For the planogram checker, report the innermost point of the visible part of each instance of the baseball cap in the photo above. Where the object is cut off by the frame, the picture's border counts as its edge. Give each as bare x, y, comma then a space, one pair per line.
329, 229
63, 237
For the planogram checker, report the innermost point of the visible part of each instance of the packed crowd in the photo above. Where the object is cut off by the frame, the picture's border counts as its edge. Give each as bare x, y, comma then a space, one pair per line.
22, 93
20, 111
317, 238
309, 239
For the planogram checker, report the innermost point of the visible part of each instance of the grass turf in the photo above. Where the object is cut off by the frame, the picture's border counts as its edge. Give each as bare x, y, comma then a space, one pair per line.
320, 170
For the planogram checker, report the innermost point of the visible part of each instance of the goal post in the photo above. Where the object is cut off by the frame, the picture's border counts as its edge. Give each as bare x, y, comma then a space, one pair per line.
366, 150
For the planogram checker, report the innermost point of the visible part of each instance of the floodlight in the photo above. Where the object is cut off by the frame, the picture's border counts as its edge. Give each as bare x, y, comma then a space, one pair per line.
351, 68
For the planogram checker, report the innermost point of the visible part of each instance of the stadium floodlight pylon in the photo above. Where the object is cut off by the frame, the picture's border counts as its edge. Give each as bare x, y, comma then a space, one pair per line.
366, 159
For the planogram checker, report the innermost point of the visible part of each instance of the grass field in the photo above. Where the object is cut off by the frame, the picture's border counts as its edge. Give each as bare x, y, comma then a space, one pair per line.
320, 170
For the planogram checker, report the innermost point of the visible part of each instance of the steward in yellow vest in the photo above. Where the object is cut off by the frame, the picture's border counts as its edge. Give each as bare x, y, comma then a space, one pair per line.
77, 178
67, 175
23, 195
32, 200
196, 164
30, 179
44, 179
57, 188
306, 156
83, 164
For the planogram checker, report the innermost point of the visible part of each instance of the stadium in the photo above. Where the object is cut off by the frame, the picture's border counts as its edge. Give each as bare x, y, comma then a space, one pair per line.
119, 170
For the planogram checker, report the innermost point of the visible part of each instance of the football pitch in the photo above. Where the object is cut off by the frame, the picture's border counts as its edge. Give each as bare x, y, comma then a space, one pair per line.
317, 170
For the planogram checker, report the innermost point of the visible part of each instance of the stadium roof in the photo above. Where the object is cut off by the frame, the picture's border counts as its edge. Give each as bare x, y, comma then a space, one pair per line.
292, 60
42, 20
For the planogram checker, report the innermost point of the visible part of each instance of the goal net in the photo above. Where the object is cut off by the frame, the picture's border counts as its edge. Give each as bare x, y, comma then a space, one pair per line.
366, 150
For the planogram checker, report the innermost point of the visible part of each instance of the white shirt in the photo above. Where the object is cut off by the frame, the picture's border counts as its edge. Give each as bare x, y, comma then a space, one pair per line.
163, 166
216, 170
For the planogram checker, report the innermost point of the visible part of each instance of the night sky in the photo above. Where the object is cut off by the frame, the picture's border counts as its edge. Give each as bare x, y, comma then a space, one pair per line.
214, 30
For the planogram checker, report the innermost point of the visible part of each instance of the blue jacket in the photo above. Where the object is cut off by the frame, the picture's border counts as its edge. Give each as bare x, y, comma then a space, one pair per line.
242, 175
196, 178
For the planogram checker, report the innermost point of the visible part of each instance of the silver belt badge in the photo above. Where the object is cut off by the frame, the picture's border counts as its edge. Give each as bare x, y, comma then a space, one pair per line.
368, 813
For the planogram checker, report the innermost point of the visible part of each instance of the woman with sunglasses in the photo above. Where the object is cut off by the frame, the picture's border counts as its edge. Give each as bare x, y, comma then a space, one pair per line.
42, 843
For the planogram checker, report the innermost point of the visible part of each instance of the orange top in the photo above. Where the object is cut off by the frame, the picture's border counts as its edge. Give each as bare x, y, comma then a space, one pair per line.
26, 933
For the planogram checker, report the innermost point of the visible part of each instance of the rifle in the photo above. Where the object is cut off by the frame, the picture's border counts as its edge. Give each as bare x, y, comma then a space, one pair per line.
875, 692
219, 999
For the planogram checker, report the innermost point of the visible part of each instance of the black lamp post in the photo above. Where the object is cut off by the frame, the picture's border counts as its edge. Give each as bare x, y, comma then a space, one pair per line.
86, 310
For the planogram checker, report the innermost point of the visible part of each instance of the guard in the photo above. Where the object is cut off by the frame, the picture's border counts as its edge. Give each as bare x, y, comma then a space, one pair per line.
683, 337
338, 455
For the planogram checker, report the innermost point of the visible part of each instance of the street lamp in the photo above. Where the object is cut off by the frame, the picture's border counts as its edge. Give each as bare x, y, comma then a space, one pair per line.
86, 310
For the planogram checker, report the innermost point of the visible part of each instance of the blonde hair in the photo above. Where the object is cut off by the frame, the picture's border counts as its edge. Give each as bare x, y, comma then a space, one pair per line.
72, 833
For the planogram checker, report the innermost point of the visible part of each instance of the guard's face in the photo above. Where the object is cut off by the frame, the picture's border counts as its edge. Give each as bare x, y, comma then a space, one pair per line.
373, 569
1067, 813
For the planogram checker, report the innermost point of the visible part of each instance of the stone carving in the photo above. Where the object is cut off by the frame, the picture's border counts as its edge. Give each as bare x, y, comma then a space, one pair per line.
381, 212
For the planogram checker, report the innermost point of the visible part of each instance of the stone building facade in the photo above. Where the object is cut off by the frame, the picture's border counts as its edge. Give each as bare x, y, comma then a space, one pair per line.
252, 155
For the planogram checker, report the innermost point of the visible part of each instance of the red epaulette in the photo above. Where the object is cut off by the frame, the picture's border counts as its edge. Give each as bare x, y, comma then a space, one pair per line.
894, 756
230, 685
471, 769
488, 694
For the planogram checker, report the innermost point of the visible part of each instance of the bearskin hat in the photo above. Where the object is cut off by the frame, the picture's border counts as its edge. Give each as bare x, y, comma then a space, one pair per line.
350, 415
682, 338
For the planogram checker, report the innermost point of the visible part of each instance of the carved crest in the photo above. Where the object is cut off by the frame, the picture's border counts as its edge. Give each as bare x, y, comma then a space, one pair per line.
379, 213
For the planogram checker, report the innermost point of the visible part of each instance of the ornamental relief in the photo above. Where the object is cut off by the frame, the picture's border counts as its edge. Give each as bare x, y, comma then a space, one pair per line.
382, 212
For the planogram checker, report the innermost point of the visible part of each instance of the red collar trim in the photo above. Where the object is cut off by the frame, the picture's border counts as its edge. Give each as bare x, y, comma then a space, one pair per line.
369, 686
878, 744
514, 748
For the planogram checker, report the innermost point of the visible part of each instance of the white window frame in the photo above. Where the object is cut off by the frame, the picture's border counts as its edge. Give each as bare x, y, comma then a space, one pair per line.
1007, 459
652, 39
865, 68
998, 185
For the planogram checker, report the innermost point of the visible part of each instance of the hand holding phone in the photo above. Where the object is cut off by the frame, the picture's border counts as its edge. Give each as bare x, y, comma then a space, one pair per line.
◆ ◆ ◆ ◆ ◆ ◆ ◆
DIRECTIVE
Rewrite the stretch of lines from the one containing "the red collar" through the end of the records as a Markdown table with the columns Row and Line. Number each line and leave out blank ones.

TASK SOLUTION
| Row | Line |
|---|---|
| 1 | For the planogram checker, report the innermost point of the visible part of each instance of the red collar trim in the photo above. Where the object is cut off by the frame, the picture's border counts as its edge. Give each as bare x, y, comma then a space, one pair per line. |
| 2 | 369, 686 |
| 3 | 878, 744 |
| 4 | 514, 748 |
| 5 | For the planogram checker, report the innermost point of the visible part of each instance of the white window frame in the photo above. Where the object is cut off by the frame, the picture's border counts as its edge. Give each as bare x, y, comma then a space, one pair per line. |
| 6 | 1007, 459 |
| 7 | 652, 39 |
| 8 | 865, 68 |
| 9 | 998, 185 |
| 10 | For the planogram checker, report the innermost point of the visible part of each instance of the hand holding phone in the photo above. Where the object is cut off by the frame, the picture's border counts as its edge. Give each as bare x, y, comma then a space, one pair per line. |